◆ **Task**
Please show each line of the listing where "loadImage" is present.

◆ **Working data**

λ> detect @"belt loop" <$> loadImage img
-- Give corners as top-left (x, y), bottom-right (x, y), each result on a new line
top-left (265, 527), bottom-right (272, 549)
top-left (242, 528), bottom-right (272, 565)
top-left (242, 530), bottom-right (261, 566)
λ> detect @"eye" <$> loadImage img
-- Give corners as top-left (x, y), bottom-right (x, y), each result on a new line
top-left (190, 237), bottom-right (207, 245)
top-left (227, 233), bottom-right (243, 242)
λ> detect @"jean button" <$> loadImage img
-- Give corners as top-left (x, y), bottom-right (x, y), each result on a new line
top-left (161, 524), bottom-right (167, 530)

* * *

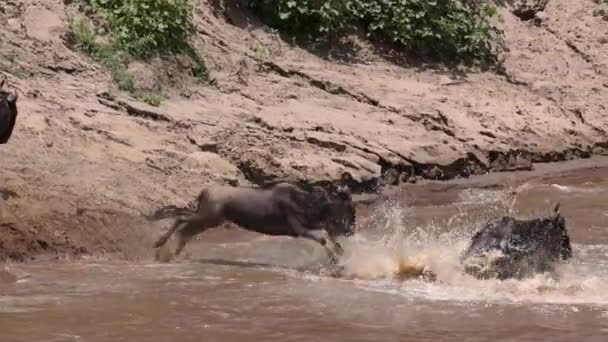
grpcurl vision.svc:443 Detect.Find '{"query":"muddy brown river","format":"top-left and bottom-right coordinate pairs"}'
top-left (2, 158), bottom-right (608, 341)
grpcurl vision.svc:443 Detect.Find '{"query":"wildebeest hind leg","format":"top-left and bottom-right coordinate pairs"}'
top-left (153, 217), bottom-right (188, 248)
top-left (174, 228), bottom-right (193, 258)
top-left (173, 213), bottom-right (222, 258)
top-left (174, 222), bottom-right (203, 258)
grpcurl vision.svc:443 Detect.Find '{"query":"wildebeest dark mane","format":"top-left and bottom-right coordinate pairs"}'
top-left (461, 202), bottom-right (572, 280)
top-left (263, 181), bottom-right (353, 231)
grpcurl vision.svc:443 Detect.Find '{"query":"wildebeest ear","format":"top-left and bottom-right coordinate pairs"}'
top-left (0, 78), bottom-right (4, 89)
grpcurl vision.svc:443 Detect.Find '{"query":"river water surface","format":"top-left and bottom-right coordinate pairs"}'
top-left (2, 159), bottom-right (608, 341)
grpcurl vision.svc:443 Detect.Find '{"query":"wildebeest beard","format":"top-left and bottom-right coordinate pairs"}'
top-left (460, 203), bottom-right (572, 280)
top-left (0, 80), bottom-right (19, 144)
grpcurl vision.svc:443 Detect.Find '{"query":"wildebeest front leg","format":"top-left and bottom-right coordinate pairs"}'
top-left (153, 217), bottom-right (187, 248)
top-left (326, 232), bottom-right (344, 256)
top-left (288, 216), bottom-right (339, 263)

==

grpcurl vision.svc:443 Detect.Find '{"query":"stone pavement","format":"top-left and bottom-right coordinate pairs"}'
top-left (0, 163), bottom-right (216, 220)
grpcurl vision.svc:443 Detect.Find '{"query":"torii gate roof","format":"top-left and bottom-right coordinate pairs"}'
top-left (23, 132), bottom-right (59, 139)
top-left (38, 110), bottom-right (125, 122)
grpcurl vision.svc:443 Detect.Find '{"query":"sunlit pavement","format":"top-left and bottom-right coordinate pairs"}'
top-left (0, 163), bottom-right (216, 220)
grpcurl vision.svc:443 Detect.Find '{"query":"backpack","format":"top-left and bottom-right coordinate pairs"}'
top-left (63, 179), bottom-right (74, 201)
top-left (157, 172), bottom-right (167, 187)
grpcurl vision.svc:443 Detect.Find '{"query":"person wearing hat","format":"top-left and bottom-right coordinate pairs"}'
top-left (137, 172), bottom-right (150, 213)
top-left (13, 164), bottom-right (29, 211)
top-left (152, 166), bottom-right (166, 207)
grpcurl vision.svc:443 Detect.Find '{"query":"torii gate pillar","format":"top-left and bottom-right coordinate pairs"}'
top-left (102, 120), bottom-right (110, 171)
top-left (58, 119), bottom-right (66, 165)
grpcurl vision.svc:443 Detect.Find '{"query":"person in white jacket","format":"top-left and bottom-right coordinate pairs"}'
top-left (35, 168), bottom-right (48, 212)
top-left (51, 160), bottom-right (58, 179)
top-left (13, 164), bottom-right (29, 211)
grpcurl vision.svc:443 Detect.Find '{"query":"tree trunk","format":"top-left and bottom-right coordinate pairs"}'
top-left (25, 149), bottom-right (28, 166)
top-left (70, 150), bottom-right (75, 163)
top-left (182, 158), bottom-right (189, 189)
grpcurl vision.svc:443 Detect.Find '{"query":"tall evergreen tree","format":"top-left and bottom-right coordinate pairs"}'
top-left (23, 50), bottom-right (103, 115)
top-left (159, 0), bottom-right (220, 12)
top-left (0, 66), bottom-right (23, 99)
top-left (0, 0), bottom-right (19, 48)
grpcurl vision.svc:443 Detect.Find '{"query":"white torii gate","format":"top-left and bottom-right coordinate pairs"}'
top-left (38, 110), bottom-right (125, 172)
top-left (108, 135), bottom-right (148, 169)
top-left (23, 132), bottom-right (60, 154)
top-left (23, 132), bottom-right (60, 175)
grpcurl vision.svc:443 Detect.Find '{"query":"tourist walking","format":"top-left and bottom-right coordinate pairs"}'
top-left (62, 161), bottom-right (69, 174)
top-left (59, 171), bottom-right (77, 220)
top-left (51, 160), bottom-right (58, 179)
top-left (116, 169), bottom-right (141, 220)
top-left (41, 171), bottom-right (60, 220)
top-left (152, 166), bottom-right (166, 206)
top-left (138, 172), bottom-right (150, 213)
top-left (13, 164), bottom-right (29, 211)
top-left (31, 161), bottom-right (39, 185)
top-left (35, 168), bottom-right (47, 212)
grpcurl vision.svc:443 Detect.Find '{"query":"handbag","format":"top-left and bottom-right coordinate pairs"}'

◆ **Finished task**
λ> detect @"belt loop" <$> loadImage img
λ> detect @"eye" <$> loadImage img
λ> detect @"jean button" <$> loadImage img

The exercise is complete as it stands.